===== Document =====

If you have comments or can explain your changes, please do so below

Review Items

  • Does this conflict with Narwhals internal stable/version API?
  • Fix the typing here (specified return type is a shallow proxy to the real behavior)

Wanted to get feedback for an idea I had to implement has_operation. The current API implements the following changes

  • custom metaproperty decorator that behaves similarly to property (only the getter syntax other functionality would need to be implemented or would need to inherit from property itself).
    • enables chained syntax to move from an Expression/Series to its constituent namespaces without requiring an instance
    • nw.Expr.dt.date is valid syntax.
  • add has_operation to check if a given function passed using the above syntax is available for any given backend.

===== Material =====

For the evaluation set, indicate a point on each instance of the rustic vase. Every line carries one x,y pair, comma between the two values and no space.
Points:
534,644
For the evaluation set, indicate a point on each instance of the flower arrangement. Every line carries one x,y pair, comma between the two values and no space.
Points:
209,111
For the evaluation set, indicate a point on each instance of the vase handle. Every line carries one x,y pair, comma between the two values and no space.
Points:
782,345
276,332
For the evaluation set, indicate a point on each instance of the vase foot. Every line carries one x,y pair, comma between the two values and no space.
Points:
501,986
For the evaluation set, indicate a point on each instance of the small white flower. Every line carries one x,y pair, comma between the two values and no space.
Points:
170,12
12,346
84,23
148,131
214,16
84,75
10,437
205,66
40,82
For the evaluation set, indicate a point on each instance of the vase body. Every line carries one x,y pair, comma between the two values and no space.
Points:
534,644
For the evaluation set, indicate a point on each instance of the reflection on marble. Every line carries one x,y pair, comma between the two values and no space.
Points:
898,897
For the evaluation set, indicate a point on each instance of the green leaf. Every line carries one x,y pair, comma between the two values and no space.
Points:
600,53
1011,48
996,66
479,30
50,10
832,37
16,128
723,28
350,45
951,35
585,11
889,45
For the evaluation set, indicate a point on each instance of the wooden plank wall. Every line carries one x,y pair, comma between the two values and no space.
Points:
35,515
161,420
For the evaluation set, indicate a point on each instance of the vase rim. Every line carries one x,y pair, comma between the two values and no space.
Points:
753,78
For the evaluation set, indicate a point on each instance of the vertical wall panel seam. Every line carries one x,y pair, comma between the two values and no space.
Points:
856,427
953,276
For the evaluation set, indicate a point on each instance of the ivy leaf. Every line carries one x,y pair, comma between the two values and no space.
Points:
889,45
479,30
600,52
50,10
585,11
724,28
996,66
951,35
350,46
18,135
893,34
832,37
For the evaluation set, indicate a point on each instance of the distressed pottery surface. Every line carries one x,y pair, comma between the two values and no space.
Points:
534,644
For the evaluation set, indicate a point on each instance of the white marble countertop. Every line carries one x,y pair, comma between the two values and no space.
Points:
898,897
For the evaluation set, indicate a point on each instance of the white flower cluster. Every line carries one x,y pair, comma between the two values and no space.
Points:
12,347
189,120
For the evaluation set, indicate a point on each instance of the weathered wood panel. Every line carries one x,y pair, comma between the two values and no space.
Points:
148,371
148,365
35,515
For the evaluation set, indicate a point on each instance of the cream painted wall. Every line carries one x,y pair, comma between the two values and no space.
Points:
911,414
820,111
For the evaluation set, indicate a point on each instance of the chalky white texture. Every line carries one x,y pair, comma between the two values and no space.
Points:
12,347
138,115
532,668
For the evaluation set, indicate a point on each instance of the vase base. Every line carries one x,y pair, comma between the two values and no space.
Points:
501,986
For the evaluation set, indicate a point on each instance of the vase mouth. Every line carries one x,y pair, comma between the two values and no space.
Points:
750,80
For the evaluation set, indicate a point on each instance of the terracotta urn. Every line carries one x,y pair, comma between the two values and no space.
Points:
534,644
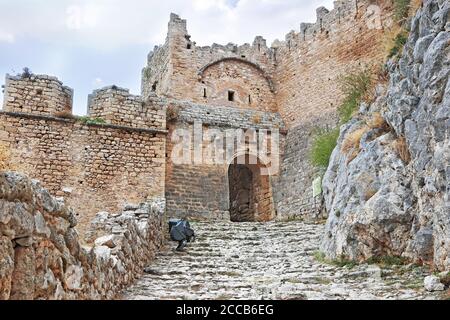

=====

- _Set task A_
Arrange the records running from the line that contains "the ivy leaf." through the end of the records as a two-column CSV with the columns request and points. Give one row per request, put its text and its answer each in a single quoted field with line breaks turned into spaces, and leave the pictures out.
- _Set task B_
Pick up the pull request description on the proposed has_operation feature and continue it from its last sentence.

- _Answer A_
request,points
"For the evaluation set, indicate a point on each instance of the ivy leaf. Every line carries one x,y pair, comma between the two values and no space. Points:","889,45 479,30 600,52 50,10 585,11 724,28 996,66 951,35 350,46 18,135 893,34 832,37"
"For the evaluation set, indicate a point on each instance of the distressed pottery surface. Every line carries one x,y pair, comma between the two values and no space. Points:","534,644"
"For the evaluation set, indicate a point on each instance of the white marble countertop. Every line carries one x,y pair, comma between the two values and no space. Points:","898,897"
"For the evaluation set, indicate a point on each instance of the white flower cluster. Every line carries one x,y pair, comma between the two values and no space. Points:","12,347 189,120"
"For the evaluation set, indicate a point on each instance of the weathered wood panel. Every line carries one x,y pair, comma between the two values and no space. Points:","148,371 148,365 35,515"
"For the evaluation set, indicate a point on each instance of the cream painted wall. Every line carries one x,y pair, comma between the two values and no space. Points:","911,414 820,111"
"For the evaluation set, indicate a point on each instance of the chalky white texture. Every line carries one x,y pair, comma between the two values and no space. Points:","12,347 138,115 532,668"
"For the evaluation set, indicate a point on each instance of the vase base. Every line carries one x,y pair, comma between the two values and no space. Points:","501,986"
"For the evaluation set, indicate a point on each instance of the vase mouth. Every line carries one x,y pair, comma between the two values and no space. Points:","750,80"
"For the evaluation set, indicate a point on each instance of the terracotta urn. Every line carries one x,y pair, comma between the two values and no space. Points:","534,644"

- _Answer B_
What would be nice for this feature would be if these components were more readily accessible from the narwhals namespace, dynamic imports based on internalized mappings can become tricky to maintain (see narwhals/utils:has_operation locals.backend_mapping) Instead these expressions could be added to the Implementation enum providing more informative metadata (such as import location lookups as well as namespace import names).


Feedback on the concept as a whole or the specific implementation is welcome! If @MarcoGorelli likes this approach, I do believe some additional work is required here to get this working correctly with the internal versioning interface so guidance in this spot would be appreciated.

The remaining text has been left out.